» **УСЛОВИЕ ЗАДАНИЯ**:
Сообщите, сколько строк материала ниже содержат слово «ball». В ответе дайте только число.

Аннотации контуров объектов:
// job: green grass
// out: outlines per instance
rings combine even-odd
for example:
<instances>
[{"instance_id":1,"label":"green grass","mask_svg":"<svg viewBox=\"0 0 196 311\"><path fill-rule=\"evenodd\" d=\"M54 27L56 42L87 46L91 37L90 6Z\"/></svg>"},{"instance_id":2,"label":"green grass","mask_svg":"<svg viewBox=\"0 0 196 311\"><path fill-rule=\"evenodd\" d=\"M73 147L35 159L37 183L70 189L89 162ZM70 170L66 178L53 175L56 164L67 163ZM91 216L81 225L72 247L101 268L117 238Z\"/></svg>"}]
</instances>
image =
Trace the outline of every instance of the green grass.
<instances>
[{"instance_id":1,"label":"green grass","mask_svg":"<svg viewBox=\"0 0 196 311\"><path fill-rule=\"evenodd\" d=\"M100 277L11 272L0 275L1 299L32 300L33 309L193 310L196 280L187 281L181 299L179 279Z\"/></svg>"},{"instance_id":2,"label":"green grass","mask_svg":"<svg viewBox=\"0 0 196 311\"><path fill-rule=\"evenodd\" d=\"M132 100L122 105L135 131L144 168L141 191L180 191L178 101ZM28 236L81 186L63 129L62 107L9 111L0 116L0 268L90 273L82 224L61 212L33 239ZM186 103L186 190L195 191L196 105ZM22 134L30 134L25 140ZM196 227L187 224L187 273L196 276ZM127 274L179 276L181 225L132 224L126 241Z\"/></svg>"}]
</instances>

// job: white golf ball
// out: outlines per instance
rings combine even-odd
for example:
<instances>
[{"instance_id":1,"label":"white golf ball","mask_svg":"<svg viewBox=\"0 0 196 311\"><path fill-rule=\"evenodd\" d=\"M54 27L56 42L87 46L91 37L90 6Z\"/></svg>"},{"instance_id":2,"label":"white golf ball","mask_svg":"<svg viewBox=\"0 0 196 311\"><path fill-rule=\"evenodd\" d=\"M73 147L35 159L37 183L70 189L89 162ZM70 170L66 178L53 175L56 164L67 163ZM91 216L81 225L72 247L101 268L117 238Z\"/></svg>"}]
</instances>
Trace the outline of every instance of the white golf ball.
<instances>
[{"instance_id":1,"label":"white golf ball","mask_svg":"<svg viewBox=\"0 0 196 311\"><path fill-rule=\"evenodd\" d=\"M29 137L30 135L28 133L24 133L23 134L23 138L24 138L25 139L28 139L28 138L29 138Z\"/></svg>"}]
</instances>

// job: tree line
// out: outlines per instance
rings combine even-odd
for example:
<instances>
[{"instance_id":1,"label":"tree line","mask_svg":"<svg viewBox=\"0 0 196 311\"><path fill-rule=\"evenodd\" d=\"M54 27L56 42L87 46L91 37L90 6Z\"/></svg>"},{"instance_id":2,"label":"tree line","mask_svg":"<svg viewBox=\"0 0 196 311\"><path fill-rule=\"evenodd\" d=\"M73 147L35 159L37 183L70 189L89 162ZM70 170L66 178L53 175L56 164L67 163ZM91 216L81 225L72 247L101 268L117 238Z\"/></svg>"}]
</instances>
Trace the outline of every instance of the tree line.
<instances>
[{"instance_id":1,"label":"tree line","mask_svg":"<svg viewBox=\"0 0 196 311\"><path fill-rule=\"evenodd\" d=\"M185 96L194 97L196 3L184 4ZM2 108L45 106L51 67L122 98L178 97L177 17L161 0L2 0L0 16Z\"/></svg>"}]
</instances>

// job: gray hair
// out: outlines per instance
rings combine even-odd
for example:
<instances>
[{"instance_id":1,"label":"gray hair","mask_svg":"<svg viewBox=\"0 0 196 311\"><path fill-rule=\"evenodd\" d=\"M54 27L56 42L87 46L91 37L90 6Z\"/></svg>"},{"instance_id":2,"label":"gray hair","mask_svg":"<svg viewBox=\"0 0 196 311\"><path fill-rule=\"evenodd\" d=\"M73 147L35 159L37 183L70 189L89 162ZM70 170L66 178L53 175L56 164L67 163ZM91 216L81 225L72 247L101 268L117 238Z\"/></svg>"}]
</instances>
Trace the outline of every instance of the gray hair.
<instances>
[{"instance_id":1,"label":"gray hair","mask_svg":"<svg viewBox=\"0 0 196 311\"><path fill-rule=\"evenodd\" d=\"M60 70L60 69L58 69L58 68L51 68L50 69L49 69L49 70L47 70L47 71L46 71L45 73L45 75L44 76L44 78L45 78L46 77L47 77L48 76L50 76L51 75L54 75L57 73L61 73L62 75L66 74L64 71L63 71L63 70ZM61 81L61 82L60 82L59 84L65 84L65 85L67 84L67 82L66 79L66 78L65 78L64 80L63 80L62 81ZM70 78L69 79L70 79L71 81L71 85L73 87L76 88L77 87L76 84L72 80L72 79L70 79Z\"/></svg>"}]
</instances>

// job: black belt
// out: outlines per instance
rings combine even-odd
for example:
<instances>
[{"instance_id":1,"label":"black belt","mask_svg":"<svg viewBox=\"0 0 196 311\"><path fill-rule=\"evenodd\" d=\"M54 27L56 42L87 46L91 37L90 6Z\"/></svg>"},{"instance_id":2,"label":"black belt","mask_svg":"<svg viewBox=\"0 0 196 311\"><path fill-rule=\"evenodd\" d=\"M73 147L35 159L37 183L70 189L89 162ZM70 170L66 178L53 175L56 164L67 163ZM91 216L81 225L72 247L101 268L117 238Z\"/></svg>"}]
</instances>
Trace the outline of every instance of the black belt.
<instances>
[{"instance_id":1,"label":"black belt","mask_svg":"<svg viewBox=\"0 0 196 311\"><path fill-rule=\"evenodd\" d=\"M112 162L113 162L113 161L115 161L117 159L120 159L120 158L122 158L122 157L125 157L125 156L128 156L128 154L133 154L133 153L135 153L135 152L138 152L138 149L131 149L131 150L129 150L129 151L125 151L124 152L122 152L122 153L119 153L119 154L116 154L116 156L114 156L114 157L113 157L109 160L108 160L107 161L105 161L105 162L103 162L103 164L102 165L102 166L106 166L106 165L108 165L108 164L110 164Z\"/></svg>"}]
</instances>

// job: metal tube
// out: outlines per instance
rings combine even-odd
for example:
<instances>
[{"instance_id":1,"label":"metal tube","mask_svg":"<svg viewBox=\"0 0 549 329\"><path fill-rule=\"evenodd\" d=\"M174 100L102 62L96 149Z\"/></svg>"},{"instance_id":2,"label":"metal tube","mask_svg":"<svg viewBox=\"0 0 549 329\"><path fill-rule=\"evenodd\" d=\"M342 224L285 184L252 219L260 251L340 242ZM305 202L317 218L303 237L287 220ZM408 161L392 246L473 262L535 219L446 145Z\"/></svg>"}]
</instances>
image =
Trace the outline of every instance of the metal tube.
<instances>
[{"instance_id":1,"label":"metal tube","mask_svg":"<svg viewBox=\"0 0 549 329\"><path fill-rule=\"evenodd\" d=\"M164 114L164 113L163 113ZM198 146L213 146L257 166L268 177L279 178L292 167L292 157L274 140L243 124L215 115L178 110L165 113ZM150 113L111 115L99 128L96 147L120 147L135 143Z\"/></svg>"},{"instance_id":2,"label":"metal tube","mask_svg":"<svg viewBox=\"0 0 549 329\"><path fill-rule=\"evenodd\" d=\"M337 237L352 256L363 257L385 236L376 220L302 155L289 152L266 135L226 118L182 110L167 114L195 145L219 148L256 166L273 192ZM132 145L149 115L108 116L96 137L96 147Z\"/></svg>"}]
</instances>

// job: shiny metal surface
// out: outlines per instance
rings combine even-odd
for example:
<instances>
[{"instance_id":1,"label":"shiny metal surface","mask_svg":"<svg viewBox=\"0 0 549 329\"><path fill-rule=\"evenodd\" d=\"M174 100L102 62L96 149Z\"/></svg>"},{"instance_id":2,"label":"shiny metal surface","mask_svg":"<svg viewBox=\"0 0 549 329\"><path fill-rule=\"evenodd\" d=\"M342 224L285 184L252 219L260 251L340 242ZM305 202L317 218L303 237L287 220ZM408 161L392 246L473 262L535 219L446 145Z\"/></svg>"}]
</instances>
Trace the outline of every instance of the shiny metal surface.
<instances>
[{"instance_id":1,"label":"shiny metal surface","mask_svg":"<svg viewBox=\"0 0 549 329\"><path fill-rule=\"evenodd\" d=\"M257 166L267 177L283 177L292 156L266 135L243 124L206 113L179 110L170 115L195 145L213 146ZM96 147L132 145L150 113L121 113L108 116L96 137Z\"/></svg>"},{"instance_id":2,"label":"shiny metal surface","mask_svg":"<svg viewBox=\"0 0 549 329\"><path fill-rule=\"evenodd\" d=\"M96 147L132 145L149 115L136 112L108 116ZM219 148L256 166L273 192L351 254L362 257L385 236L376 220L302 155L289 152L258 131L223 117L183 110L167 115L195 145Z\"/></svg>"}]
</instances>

» **ОТВЕТ**:
4